(Beginning of PROVIDED DATA)

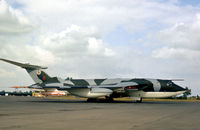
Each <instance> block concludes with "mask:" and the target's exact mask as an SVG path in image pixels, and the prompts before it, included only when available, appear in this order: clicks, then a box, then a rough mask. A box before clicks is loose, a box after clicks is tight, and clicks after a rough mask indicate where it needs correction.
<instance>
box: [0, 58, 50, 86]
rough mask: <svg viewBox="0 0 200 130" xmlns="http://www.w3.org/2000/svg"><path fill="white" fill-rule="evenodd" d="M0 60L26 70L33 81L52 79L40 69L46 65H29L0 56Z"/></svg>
mask: <svg viewBox="0 0 200 130" xmlns="http://www.w3.org/2000/svg"><path fill="white" fill-rule="evenodd" d="M0 60H2V61H5V62H8V63H10V64H13V65H16V66H19V67H22V68H24V69H26V71H27V72H28V74H29V75H30V76H31V78H32V79H33V80H34V81H35V83H43V82H45V81H48V80H49V79H52V78H51V77H50V76H49V75H48V74H47V73H45V72H44V71H42V69H47V67H42V66H38V65H31V64H23V63H19V62H16V61H11V60H7V59H2V58H0Z"/></svg>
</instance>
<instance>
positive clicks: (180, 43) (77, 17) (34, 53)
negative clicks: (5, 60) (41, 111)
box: [0, 0, 200, 95]
mask: <svg viewBox="0 0 200 130" xmlns="http://www.w3.org/2000/svg"><path fill="white" fill-rule="evenodd" d="M0 57H1V58H7V59H10V60H16V61H19V62H24V63H31V64H37V65H43V66H48V67H49V69H48V70H46V72H47V73H49V74H50V75H51V76H59V77H62V78H66V77H68V76H69V77H73V78H135V77H137V78H141V77H143V78H161V79H185V81H184V82H181V83H180V82H179V84H181V85H183V86H184V87H185V86H188V87H189V88H191V89H192V95H197V94H200V1H199V0H83V1H80V0H51V1H50V0H7V1H5V0H0ZM33 83H34V82H33V81H32V79H31V78H30V77H29V75H28V74H27V73H26V71H24V70H23V69H21V68H19V67H16V66H14V65H10V64H7V63H4V62H1V63H0V90H9V89H8V88H9V87H11V86H16V85H30V84H33Z"/></svg>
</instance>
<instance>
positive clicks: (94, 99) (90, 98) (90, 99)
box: [87, 98, 97, 102]
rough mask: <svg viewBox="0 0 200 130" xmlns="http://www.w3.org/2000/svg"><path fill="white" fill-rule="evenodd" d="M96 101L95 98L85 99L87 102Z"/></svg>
mask: <svg viewBox="0 0 200 130" xmlns="http://www.w3.org/2000/svg"><path fill="white" fill-rule="evenodd" d="M96 101H97V99H96V98H88V99H87V102H96Z"/></svg>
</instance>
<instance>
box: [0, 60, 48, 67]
mask: <svg viewBox="0 0 200 130" xmlns="http://www.w3.org/2000/svg"><path fill="white" fill-rule="evenodd" d="M0 60H2V61H5V62H8V63H10V64H13V65H17V66H20V67H22V68H24V69H47V68H48V67H43V66H38V65H30V64H23V63H19V62H15V61H11V60H7V59H2V58H0Z"/></svg>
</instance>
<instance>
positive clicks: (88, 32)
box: [39, 25, 114, 57]
mask: <svg viewBox="0 0 200 130" xmlns="http://www.w3.org/2000/svg"><path fill="white" fill-rule="evenodd" d="M39 45H41V47H42V48H44V49H47V50H49V51H51V52H53V53H54V55H56V56H59V57H68V56H73V57H77V56H78V57H79V56H103V57H104V56H105V57H106V56H113V55H114V52H113V51H112V50H111V49H109V48H108V47H107V46H108V45H107V44H106V43H103V41H102V39H101V38H100V34H99V32H98V31H97V30H96V29H95V28H93V27H80V26H77V25H71V26H70V27H68V28H67V29H65V30H63V31H61V32H58V33H54V34H49V35H46V36H41V38H40V40H39Z"/></svg>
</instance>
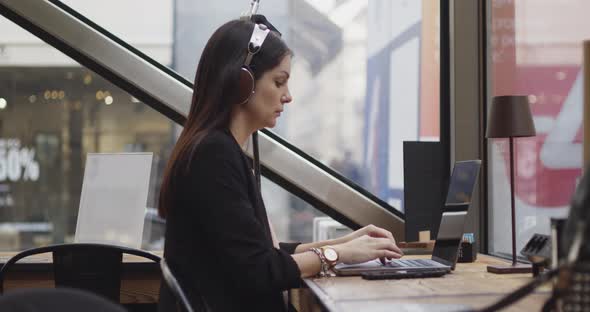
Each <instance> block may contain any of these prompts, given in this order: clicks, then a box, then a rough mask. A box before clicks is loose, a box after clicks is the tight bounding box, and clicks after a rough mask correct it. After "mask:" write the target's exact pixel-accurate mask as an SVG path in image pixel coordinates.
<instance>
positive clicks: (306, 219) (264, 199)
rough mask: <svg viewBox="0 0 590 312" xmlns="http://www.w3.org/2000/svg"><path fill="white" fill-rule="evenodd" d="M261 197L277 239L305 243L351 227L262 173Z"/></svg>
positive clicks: (329, 236)
mask: <svg viewBox="0 0 590 312" xmlns="http://www.w3.org/2000/svg"><path fill="white" fill-rule="evenodd" d="M262 197H263V198H264V203H265V206H266V210H267V213H268V218H269V219H270V221H271V223H272V225H273V229H274V231H275V233H276V235H277V239H278V240H279V241H281V242H301V243H307V242H311V241H318V240H325V239H332V238H337V237H340V236H342V235H344V234H346V233H349V232H351V231H352V230H351V229H350V228H348V227H346V226H344V225H342V224H340V223H338V222H336V221H334V220H332V219H331V218H330V217H328V216H326V215H325V214H323V213H322V212H320V211H319V210H317V209H315V208H314V207H313V206H311V205H309V204H308V203H306V202H305V201H303V200H302V199H300V198H299V197H297V196H295V195H293V194H291V193H289V192H287V191H285V190H284V189H283V188H281V187H280V186H278V185H276V184H275V183H273V182H272V181H270V180H268V179H266V178H264V177H263V178H262Z"/></svg>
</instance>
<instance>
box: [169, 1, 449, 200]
mask: <svg viewBox="0 0 590 312" xmlns="http://www.w3.org/2000/svg"><path fill="white" fill-rule="evenodd" d="M247 7H248V1H244V2H241V5H239V6H236V1H233V0H219V1H214V2H212V1H204V0H196V1H195V0H177V1H176V10H175V14H174V16H175V29H176V32H175V36H174V38H175V42H174V47H175V49H174V60H175V62H174V66H175V68H174V69H175V70H176V71H178V72H179V73H180V74H181V75H183V76H184V77H186V78H187V79H189V80H192V79H193V77H194V74H195V68H196V66H197V62H198V59H199V56H200V53H201V51H202V49H203V48H204V46H205V43H206V41H207V39H208V38H209V36H210V35H211V34H212V32H213V31H214V30H215V29H216V28H217V27H218V26H220V25H221V24H222V23H224V22H226V21H228V20H230V19H232V18H236V17H238V16H239V13H240V12H242V11H244V10H245V9H246V8H247ZM211 12H215V14H211ZM259 12H260V13H262V14H265V15H266V16H267V17H268V18H269V20H270V21H271V22H272V23H273V24H274V25H275V26H276V27H277V28H278V29H279V30H280V31H281V32H282V33H283V37H284V39H285V40H286V42H287V44H288V45H289V47H290V48H291V49H292V50H293V51H294V54H295V57H294V59H293V64H292V75H291V76H292V78H291V79H290V89H291V93H292V95H293V97H294V100H293V102H292V103H291V104H289V105H286V111H285V112H286V113H285V114H283V118H282V120H281V121H280V122H279V123H278V125H277V127H275V128H274V129H273V131H274V132H276V133H277V134H279V135H280V136H282V137H284V138H285V139H286V140H288V141H289V142H290V143H292V144H295V145H296V146H297V147H299V148H301V149H302V150H303V151H305V152H306V153H308V154H310V155H312V156H313V157H315V158H316V159H318V160H320V161H321V162H323V163H324V164H326V165H328V166H330V167H331V168H333V169H335V170H336V171H338V172H339V173H341V174H342V175H344V176H345V177H347V178H348V179H349V180H351V181H353V182H355V183H357V184H359V185H361V186H363V187H364V188H366V189H367V190H368V191H370V192H371V193H373V194H375V195H377V196H378V197H380V198H381V199H383V200H384V201H386V202H388V203H390V204H392V205H393V206H394V207H395V208H397V209H400V210H403V185H404V183H403V151H402V142H403V141H438V139H439V76H440V75H439V68H440V66H439V33H440V31H439V15H440V14H439V12H440V8H439V1H438V0H422V1H405V0H404V1H402V0H396V1H391V0H374V1H367V0H364V1H363V0H359V1H326V0H273V3H272V5H270V4H269V2H265V1H262V2H261V6H260V11H259Z"/></svg>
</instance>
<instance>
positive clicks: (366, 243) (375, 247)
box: [332, 235, 403, 264]
mask: <svg viewBox="0 0 590 312" xmlns="http://www.w3.org/2000/svg"><path fill="white" fill-rule="evenodd" d="M332 247H333V248H334V249H335V250H336V252H337V253H338V260H339V261H338V262H342V263H345V264H357V263H362V262H366V261H369V260H373V259H377V258H380V259H382V260H383V259H385V258H387V259H392V258H395V259H397V258H401V256H402V255H403V252H402V251H401V250H400V249H399V248H398V247H397V245H395V243H394V242H393V241H392V240H391V239H389V238H382V237H371V236H369V235H363V236H360V237H357V238H354V239H352V240H350V241H348V242H346V243H344V244H339V245H334V246H332Z"/></svg>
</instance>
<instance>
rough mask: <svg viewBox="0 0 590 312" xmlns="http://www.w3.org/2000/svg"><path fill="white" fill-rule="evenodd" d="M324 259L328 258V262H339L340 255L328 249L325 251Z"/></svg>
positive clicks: (325, 249)
mask: <svg viewBox="0 0 590 312" xmlns="http://www.w3.org/2000/svg"><path fill="white" fill-rule="evenodd" d="M324 257H326V260H328V261H330V262H333V261H336V260H338V253H337V252H336V250H334V249H332V248H326V249H324Z"/></svg>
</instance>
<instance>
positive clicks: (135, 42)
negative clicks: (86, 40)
mask: <svg viewBox="0 0 590 312" xmlns="http://www.w3.org/2000/svg"><path fill="white" fill-rule="evenodd" d="M61 2H63V3H64V4H66V5H67V6H69V7H70V8H72V9H74V10H75V11H77V12H78V13H80V14H82V15H83V16H85V17H86V18H87V19H89V20H91V21H92V22H94V23H95V24H97V25H99V26H100V27H102V28H104V29H106V30H107V31H108V32H110V33H112V34H114V35H115V36H117V37H119V38H121V39H122V40H123V41H125V42H127V43H128V44H130V45H131V46H133V47H134V48H136V49H138V50H140V51H141V52H143V53H144V54H146V55H147V56H149V57H151V58H153V59H154V60H156V61H157V62H158V63H160V64H163V65H166V66H170V65H171V64H172V45H173V34H174V32H173V27H174V26H173V22H174V18H173V11H174V10H173V6H174V3H173V0H158V1H150V2H145V1H140V0H126V1H116V0H102V1H84V0H61Z"/></svg>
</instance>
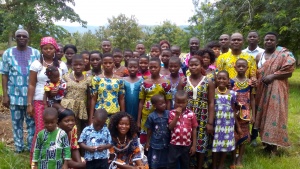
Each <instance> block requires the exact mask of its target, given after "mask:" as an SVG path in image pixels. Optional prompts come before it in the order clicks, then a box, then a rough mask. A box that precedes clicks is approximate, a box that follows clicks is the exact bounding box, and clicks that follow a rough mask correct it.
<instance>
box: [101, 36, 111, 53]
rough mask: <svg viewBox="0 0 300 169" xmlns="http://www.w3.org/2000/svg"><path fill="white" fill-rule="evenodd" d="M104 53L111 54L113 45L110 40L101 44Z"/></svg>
mask: <svg viewBox="0 0 300 169" xmlns="http://www.w3.org/2000/svg"><path fill="white" fill-rule="evenodd" d="M101 49H102V53H103V54H104V53H110V51H111V43H110V41H109V40H108V39H104V40H103V41H102V43H101Z"/></svg>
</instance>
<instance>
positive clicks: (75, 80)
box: [73, 71, 85, 83]
mask: <svg viewBox="0 0 300 169" xmlns="http://www.w3.org/2000/svg"><path fill="white" fill-rule="evenodd" d="M73 77H74V80H75V82H77V83H78V82H80V80H78V79H77V78H76V76H75V73H74V71H73ZM82 80H85V76H84V75H83V79H82Z"/></svg>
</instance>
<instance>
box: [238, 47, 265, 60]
mask: <svg viewBox="0 0 300 169" xmlns="http://www.w3.org/2000/svg"><path fill="white" fill-rule="evenodd" d="M264 51H265V50H264V49H263V48H260V47H259V46H257V48H256V49H254V50H253V51H251V50H249V47H247V48H246V49H244V50H243V52H246V53H248V54H249V55H251V56H253V57H254V59H255V58H256V56H257V54H258V53H262V52H264Z"/></svg>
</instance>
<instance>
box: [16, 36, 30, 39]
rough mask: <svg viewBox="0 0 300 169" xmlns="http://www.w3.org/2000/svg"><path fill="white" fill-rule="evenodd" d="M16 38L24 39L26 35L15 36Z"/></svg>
mask: <svg viewBox="0 0 300 169" xmlns="http://www.w3.org/2000/svg"><path fill="white" fill-rule="evenodd" d="M16 37H17V38H24V39H26V38H28V37H27V36H26V35H17V36H16Z"/></svg>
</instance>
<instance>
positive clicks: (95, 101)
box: [89, 53, 125, 124]
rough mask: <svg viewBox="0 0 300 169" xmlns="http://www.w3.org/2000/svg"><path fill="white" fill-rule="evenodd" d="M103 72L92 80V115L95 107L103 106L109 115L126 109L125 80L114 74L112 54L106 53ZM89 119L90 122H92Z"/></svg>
mask: <svg viewBox="0 0 300 169" xmlns="http://www.w3.org/2000/svg"><path fill="white" fill-rule="evenodd" d="M102 67H103V73H102V74H100V75H99V76H95V77H94V78H93V80H92V89H91V90H92V91H91V93H92V99H91V105H90V117H92V116H93V114H94V110H95V109H100V108H103V109H105V110H106V111H107V112H108V116H111V115H113V114H115V113H116V112H118V111H120V110H121V111H125V100H124V92H125V91H124V80H122V79H120V77H119V76H116V75H114V72H113V69H114V67H115V65H114V59H113V56H112V54H110V53H105V54H104V55H103V59H102ZM91 120H92V119H89V124H91V123H92V121H91Z"/></svg>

(End of PROVIDED DATA)

WHAT YOU SHOULD DO: Quote the line that contains "72L92 80V115L95 107L103" and each line after it through the end of the data, exactly, leaving out everything else.

WORKED SOLUTION:
rough mask: <svg viewBox="0 0 300 169" xmlns="http://www.w3.org/2000/svg"><path fill="white" fill-rule="evenodd" d="M103 72L92 80V115L95 107L103 106L109 115L126 109L125 80L114 74L112 54L106 53ZM89 119L90 122H92Z"/></svg>
mask: <svg viewBox="0 0 300 169" xmlns="http://www.w3.org/2000/svg"><path fill="white" fill-rule="evenodd" d="M102 67H103V73H102V74H100V75H99V76H95V77H94V78H93V80H92V89H91V90H92V91H91V93H92V99H91V105H90V117H92V116H93V114H94V110H95V109H100V108H103V109H105V110H106V111H107V112H108V116H111V115H113V114H115V113H116V112H118V111H120V110H121V111H125V100H124V92H125V91H124V80H122V79H120V77H119V76H116V75H114V72H113V69H114V67H115V65H114V59H113V56H112V54H110V53H105V54H104V55H103V59H102ZM91 120H92V119H89V124H91V123H92V121H91Z"/></svg>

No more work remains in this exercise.